**EXERCISE DETAILS**
Output the lines of the rows below as a JSON list of strings, one string per line with blank lines left out. Begin with the line containing "For this exercise we mark the ocean" and continue through the line containing "[(92, 205)]", including both of those lines.

--*--

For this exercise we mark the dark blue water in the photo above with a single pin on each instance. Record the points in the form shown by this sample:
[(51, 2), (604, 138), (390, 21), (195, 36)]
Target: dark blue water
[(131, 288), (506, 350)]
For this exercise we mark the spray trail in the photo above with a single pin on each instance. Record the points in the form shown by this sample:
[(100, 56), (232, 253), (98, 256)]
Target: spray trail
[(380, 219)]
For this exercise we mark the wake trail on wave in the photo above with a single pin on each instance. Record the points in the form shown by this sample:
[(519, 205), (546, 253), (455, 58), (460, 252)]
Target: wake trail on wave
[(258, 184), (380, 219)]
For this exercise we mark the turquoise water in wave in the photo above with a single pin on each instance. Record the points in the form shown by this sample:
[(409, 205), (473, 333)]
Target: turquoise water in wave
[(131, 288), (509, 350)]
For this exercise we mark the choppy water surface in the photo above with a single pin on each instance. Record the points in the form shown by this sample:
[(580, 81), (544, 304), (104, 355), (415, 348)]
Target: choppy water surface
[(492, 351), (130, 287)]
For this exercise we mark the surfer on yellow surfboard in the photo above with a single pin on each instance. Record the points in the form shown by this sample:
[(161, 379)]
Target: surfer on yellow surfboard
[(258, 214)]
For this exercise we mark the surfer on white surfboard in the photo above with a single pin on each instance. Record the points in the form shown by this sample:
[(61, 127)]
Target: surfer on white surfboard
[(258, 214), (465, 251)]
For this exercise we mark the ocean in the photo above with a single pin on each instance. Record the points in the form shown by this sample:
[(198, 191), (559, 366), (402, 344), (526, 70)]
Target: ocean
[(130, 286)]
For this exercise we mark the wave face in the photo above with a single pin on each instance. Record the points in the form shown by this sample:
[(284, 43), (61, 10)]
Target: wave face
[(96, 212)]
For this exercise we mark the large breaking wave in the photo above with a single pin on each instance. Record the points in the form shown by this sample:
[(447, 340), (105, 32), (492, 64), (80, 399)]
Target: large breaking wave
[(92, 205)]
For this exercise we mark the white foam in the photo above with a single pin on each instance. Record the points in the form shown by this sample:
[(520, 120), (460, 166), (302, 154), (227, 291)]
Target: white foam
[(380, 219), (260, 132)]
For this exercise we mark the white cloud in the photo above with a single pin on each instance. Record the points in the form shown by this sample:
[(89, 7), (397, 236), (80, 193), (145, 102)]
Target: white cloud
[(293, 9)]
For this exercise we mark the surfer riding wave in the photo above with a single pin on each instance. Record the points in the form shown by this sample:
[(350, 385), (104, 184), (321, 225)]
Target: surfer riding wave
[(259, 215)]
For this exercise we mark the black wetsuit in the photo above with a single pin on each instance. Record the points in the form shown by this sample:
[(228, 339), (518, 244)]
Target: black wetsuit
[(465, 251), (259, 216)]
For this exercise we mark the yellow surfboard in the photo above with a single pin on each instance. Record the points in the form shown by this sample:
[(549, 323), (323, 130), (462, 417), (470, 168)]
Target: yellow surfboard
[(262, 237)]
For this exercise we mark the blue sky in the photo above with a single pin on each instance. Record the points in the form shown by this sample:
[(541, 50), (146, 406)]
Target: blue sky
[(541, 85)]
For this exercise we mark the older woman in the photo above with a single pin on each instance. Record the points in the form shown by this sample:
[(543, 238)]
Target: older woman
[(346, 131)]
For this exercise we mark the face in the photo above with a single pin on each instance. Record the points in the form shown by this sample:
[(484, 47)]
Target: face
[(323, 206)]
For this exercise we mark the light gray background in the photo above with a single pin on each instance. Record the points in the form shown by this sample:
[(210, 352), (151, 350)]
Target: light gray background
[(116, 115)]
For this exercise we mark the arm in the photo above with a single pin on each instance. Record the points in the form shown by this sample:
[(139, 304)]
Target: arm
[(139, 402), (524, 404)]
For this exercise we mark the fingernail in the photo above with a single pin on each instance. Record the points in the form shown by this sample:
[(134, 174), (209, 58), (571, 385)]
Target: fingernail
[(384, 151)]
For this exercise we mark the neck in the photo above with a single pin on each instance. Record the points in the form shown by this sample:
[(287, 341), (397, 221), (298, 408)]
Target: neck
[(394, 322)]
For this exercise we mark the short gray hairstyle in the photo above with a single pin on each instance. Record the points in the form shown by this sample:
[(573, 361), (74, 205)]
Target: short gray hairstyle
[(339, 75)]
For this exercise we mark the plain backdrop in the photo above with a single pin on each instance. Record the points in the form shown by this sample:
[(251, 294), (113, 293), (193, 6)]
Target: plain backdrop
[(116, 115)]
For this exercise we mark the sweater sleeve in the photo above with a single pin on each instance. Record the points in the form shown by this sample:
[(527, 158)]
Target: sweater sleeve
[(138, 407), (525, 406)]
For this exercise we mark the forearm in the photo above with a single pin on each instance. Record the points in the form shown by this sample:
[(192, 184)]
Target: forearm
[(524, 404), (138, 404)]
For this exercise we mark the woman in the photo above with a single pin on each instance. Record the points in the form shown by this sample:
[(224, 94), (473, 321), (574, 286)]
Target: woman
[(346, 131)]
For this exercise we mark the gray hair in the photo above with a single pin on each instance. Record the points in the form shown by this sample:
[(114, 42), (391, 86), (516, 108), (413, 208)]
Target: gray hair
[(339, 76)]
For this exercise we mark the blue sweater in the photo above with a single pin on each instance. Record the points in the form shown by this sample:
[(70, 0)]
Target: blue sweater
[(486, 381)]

--*--

**ANSWER**
[
  "For this exercise we mark the ocean in the photo above with a single pin on each instance. Record the points in the form shown by this sample:",
  "[(198, 191), (559, 366), (402, 344), (526, 70)]",
  "Target: ocean",
  "[(130, 286)]",
  "For this exercise we mark the wave face in the photo above with a single pin on each instance. Record the points in the form shown by this sample:",
  "[(284, 43), (61, 10)]",
  "Target: wave face",
  "[(96, 212)]",
  "For this exercise we mark the large breaking wave in the photo above with a single pin on each instance. Record the points in the form shown by this sample:",
  "[(447, 340), (105, 32), (492, 64), (80, 399)]",
  "Target: large breaking wave",
  "[(92, 205)]"
]